[Work order 1] Write out the part of the comment thread starting with "I learned to" and going on through "of another teenager.".
[Work order 2] According to the comment thread, under the minimum 85% of sentence served policy, what is the average number of years that offenders sentenced for murder or manslaughter will serve in prison?

[Exercise passage]
# # # #

As Benjamin Franklin wrote back in 1745 in his letter to a young friend, “Advice to a Young Man on the Choice of a Mistress,” Franklin pointed out that, “….in the dark all Cats are grey.”
http://www.swarthmore.edu/SocSci/bdorsey1/41docs/51-fra.html
Chuck – that maturation of the brain has much to do with making valid decisions, hence age of consent laws. Using your Ben Franklin quote you are against age of consent laws?
If you guys remember from my Memorial Day story, my ggg-grandfather was only a few weeks past his sixteenth birthday when he fought at the Battle of King’s Mountain, and barely seventeen when at Yorktown. He was hardly the first, nor the last. Audie Murphy, the most decorated soldier in the history of the US Army, was seventeen when he went to war during WW2.
I learned to fly at that age. One of my sons soloed an airplane at a busy controlled airport just a few days after he was sixteen.
If 16-year-olds can fight and die for this country, or learn to fly a complex airplane in controlled airspace, I am pretty sure most of them are competent to get laid. Happens every day anyway, the only difference being the age of “Mrs. Robinson,” instead of another teenager.
Chuck – the age of consent is the age of consent. Certainly from reading in your field you should know that studies have shown that the brain does not fully mature until age 23. Arizona, a much hated state, has a provision that if you are within 2 years of the age of the underage person, no crime is committed as long as the sex is consensual.
That is not the case here. She is 47, he is 16. If the sexes were reversed you would be having a heart attack.
Paul Schulte wrote: “If the sexes were reversed you would be having a heart attack.”
Good point, Paul, but 30 years? Even if the sexes were reversed, that is a bit harsh, don’t you think? Murderers and robbers get less time.
david – I think it depends on who you murder. Arizona does have the death penalty.
Paul, Florida has the death penalty too, but that does not apply to every murder. The average time served by murderers is much less than 30 years.
“Offenders who have been sentenced to prison for murder or manslaughter will serve an average of 19.1 years in prison under the minimum 85% of sentence served policy compared to 13.1 years under the old parole system and 12.2 years when early prison release existed (chart 8).”

# # # #

(Excerpts from a dataset)
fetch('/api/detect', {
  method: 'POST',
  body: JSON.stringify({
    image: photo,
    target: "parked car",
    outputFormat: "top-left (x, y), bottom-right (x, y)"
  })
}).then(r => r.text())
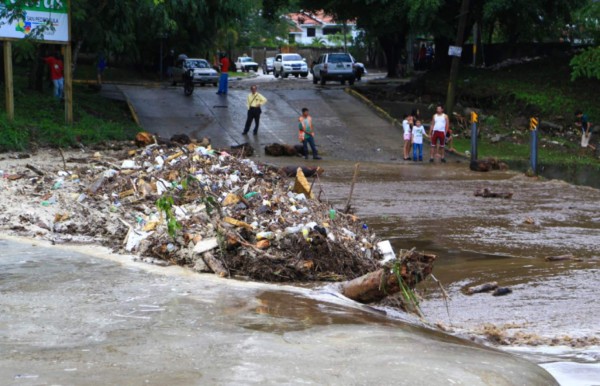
top-left (312, 53), bottom-right (356, 85)
top-left (173, 56), bottom-right (219, 86)
top-left (273, 54), bottom-right (308, 78)
top-left (263, 57), bottom-right (275, 75)
top-left (235, 56), bottom-right (258, 72)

# # # #

[Answer 1]
I learned to fly at that age. One of my sons soloed an airplane at a busy controlled airport just a few days after he was sixteen.
If 16-year-olds can fight and die for this country, or learn to fly a complex airplane in controlled airspace, I am pretty sure most of them are competent to get laid. Happens every day anyway, the only difference being the age of “Mrs. Robinson,” instead of another teenager.

[Answer 2] 19.1 years.